-- BEGIN TASK INPUTS --
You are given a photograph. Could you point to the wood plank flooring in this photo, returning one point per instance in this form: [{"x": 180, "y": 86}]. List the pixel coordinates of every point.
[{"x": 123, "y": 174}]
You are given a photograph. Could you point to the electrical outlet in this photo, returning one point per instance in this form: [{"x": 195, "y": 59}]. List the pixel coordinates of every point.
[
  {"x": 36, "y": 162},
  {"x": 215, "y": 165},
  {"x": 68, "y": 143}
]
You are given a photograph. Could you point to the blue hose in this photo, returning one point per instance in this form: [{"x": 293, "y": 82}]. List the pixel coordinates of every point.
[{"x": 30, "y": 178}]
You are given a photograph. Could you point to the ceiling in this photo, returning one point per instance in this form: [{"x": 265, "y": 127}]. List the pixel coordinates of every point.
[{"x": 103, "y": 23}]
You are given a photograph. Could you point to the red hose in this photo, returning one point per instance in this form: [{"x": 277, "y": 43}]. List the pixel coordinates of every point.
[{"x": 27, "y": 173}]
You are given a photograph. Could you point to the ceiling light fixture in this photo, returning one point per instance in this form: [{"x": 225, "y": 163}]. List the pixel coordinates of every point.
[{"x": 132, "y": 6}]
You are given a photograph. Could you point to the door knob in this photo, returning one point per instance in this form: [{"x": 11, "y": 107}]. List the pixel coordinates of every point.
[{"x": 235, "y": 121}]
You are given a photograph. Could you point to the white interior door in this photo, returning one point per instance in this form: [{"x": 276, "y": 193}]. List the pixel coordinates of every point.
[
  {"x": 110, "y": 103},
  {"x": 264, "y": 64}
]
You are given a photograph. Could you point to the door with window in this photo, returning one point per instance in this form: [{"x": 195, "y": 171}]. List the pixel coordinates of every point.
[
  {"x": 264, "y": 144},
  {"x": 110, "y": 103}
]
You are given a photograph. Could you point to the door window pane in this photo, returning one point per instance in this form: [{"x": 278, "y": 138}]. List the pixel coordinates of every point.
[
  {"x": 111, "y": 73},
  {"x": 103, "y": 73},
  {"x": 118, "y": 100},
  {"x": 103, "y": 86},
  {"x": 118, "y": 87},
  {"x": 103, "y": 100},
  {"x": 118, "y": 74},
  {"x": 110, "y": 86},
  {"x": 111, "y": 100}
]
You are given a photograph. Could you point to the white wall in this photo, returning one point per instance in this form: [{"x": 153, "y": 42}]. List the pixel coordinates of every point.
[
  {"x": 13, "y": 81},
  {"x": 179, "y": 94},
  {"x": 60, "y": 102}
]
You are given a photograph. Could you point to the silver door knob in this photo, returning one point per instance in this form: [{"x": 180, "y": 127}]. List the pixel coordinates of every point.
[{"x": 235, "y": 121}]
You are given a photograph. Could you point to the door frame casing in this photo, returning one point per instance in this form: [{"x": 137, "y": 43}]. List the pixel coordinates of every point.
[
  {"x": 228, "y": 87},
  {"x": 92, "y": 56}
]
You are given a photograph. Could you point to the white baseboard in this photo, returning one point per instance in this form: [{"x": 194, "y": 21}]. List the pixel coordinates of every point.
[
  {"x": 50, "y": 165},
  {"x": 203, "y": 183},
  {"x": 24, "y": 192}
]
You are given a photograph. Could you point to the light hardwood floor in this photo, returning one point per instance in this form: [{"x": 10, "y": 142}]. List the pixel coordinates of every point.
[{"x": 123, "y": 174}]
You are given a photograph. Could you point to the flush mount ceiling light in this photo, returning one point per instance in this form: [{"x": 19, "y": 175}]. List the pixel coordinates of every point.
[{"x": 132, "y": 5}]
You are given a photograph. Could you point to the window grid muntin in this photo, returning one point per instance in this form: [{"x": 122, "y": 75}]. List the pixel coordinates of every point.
-- END TASK INPUTS --
▶ _CHALLENGE_
Nothing should be left out: return all of the records exactly.

▶ _FINAL RESULT_
You are given a photograph. Could you point to the wood plank flooring in this photo, returning one point per instance in this form: [{"x": 180, "y": 86}]. List the pixel coordinates of every point.
[{"x": 123, "y": 174}]
You are given a photograph. Could you point to the electrical outlet in this photo, returning one point per instance in this form: [{"x": 195, "y": 59}]. List the pixel coordinates of every point.
[
  {"x": 36, "y": 162},
  {"x": 215, "y": 165},
  {"x": 68, "y": 143}
]
You are given a photograph. Could you point to the blue hose in this photo, returning one point per instance in this form: [{"x": 293, "y": 82}]. List the pixel coordinates of every point.
[{"x": 30, "y": 178}]
You are given a photograph. Could you point to the ceiling in this photo, returning one point per instance in this form: [{"x": 265, "y": 127}]. List the pixel coordinates of every point.
[{"x": 103, "y": 23}]
You are given a photograph. Could you point to the red hose in this photo, returning one point per instance in this form: [{"x": 277, "y": 43}]. List the pixel coordinates of every point.
[{"x": 27, "y": 173}]
You are given a photograph. Could you point to the ceiling light fixture in this photo, returning one point per instance in this form: [{"x": 225, "y": 163}]. List the pixel coordinates of every point.
[{"x": 132, "y": 6}]
You are given a photograph. Could you point to the door knob in this photo, returning one point per instance in this form: [{"x": 11, "y": 107}]. List the pixel coordinates of every point.
[{"x": 235, "y": 121}]
You are given a photograph. Could you point to the white interior door in this photo, returning one point per instance in this form: [{"x": 276, "y": 193}]. List the pixel coordinates of every point.
[
  {"x": 110, "y": 103},
  {"x": 264, "y": 64}
]
You are given a photograph. Could you point to the door with window in this photo, returning one point per instance in this form: [{"x": 195, "y": 171}]. List the pixel coordinates of every point.
[
  {"x": 264, "y": 144},
  {"x": 110, "y": 103}
]
You are given a photograph. Could you point to the door window pane in this photo, returning one point per instance in this form: [{"x": 278, "y": 138}]. List the pixel coordinates of every point.
[
  {"x": 111, "y": 73},
  {"x": 103, "y": 73},
  {"x": 118, "y": 100},
  {"x": 103, "y": 86},
  {"x": 118, "y": 87},
  {"x": 103, "y": 100},
  {"x": 118, "y": 74},
  {"x": 110, "y": 86},
  {"x": 111, "y": 100}
]
You are given a photograph. Could you point to the white wall in this photo, returning one point per instance in this form: [{"x": 153, "y": 42}]. List the pixel coordinates of every point.
[
  {"x": 13, "y": 81},
  {"x": 179, "y": 94},
  {"x": 60, "y": 102}
]
You are given a photograph. Could you point to the silver door knob in this photo, returning one point per instance in this form: [{"x": 180, "y": 127}]. List the pixel coordinates of every point.
[{"x": 235, "y": 121}]
You are given a photograph. Could you point to the door frame casing in this photo, returning one point per instance in this form: [{"x": 137, "y": 43}]. List the pixel coordinates of every point.
[
  {"x": 228, "y": 87},
  {"x": 92, "y": 56}
]
You are given a photograph. Could you point to the white baseboard in this photo, returning one point per instance in this form: [{"x": 194, "y": 21}]. List the pixel coordinates of every point.
[
  {"x": 50, "y": 165},
  {"x": 203, "y": 183},
  {"x": 24, "y": 192}
]
You are given a photograph. Could you point to the light hardwood floor in this photo, returning one point per instance in this form: [{"x": 10, "y": 142}]. List the pixel coordinates of every point.
[{"x": 123, "y": 174}]
You are given a photograph. Could you point to the flush mount ceiling light in this photo, returning one point per instance in this form: [{"x": 19, "y": 175}]. List the pixel coordinates of every point.
[{"x": 132, "y": 5}]
You are given a photograph. Could you point to the window grid muntin in this photo, returning one point per instance in this form: [{"x": 122, "y": 75}]. List the pixel coordinates of every point.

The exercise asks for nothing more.